Chapman to Receive Medal of Honor Posthumously

President Trump will posthumously award the Medal of Honor Aug. 22 to the family of Air Force TSgt. John Chapman, the Air Force announced Friday. Chapman, a special tactics combat controller killed in Afghanistan in the 2002 Battle of Takur Ghar, was originally awarded the Air Force Cross. He will be the 19th airman awarded the Medal of Honor since the Air Force was established in 1947, and the first airman to receive the medal for heroic actions occurring after the Vietnam War. Read the full story by Steve Hirsch.​


​USAF to Deploy Fifth-Gen Fighters to Europe Again This Summer

USAF fifth generation aircraft will be coming back to the European theater later this summer, said US Air Forces in Europe boss Gen. Tod Wolters. Though Wolters would not say whether the flying training deployment would include F-22s or F-35s, he said “they will work with US and allied forces already in Europe to build on … previous deployments,” and he called the integration of fifth generation assets into theater a “game changer.” USAFE is busy working to make the theater more amenable to fifth generation aircraft. Planning is about halfway done at RAF Lakenheath, England, for the beddown of F-35A aircraft there beginning in 2021. Spangdahlem AB, Germany, also is taking advantage of European Deterrence Initiative funds to upgrade existing structures and build some new ones to accommodate F-22 Raptors as they rotate through theater.  Read the full story by Amy McCullough, who is reporting from various bases in Europe.

### [DATA ROWS]
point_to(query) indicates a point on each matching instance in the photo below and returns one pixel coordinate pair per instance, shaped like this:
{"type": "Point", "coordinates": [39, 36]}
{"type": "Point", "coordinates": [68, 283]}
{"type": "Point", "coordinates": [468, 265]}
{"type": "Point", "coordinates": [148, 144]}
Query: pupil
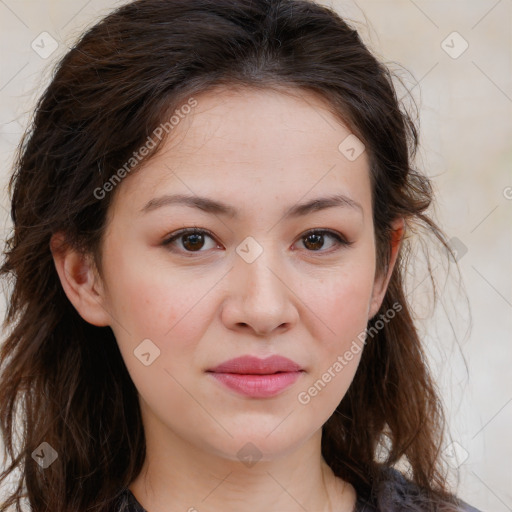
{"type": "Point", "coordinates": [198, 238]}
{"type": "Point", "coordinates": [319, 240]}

--

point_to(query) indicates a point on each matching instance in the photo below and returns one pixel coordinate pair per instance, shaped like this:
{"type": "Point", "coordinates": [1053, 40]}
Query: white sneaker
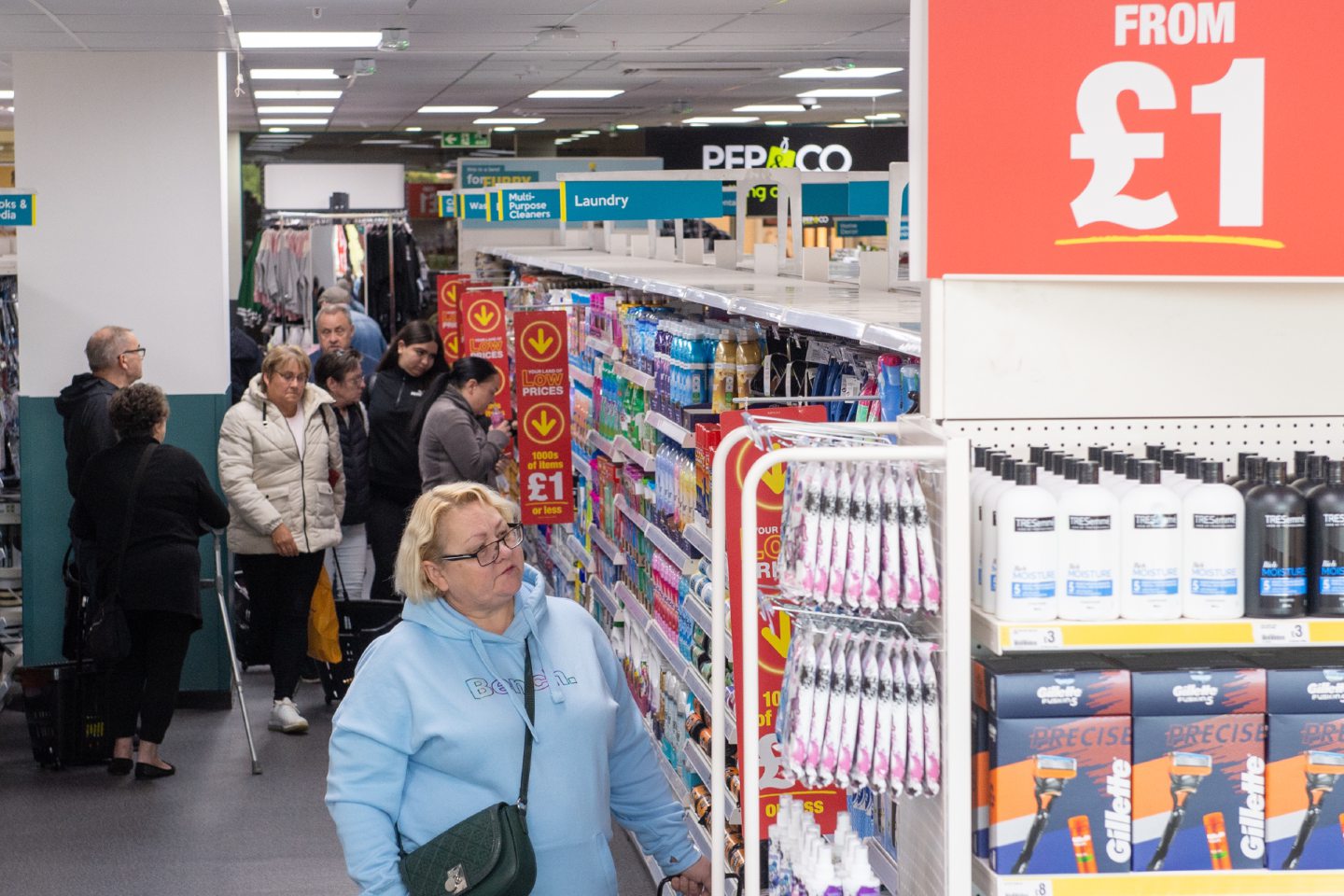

### [WRITTEN PROBLEM]
Print the Air Force news briefs in full, word for word. The records are separate material and have no connection to the Air Force news briefs.

### [OUTPUT OF THE TASK]
Chapman to Receive Medal of Honor Posthumously

President Trump will posthumously award the Medal of Honor Aug. 22 to the family of Air Force TSgt. John Chapman, the Air Force announced Friday. Chapman, a special tactics combat controller killed in Afghanistan in the 2002 Battle of Takur Ghar, was originally awarded the Air Force Cross. He will be the 19th airman awarded the Medal of Honor since the Air Force was established in 1947, and the first airman to receive the medal for heroic actions occurring after the Vietnam War. Read the full story by Steve Hirsch.​


​USAF to Deploy Fifth-Gen Fighters to Europe Again This Summer

USAF fifth generation aircraft will be coming back to the European theater later this summer, said US Air Forces in Europe boss Gen. Tod Wolters. Though Wolters would not say whether the flying training deployment would include F-22s or F-35s, he said “they will work with US and allied forces already in Europe to build on … previous deployments,” and he called the integration of fifth generation assets into theater a “game changer.” USAFE is busy working to make the theater more amenable to fifth generation aircraft. Planning is about halfway done at RAF Lakenheath, England, for the beddown of F-35A aircraft there beginning in 2021. Spangdahlem AB, Germany, also is taking advantage of European Deterrence Initiative funds to upgrade existing structures and build some new ones to accommodate F-22 Raptors as they rotate through theater.  Read the full story by Amy McCullough, who is reporting from various bases in Europe.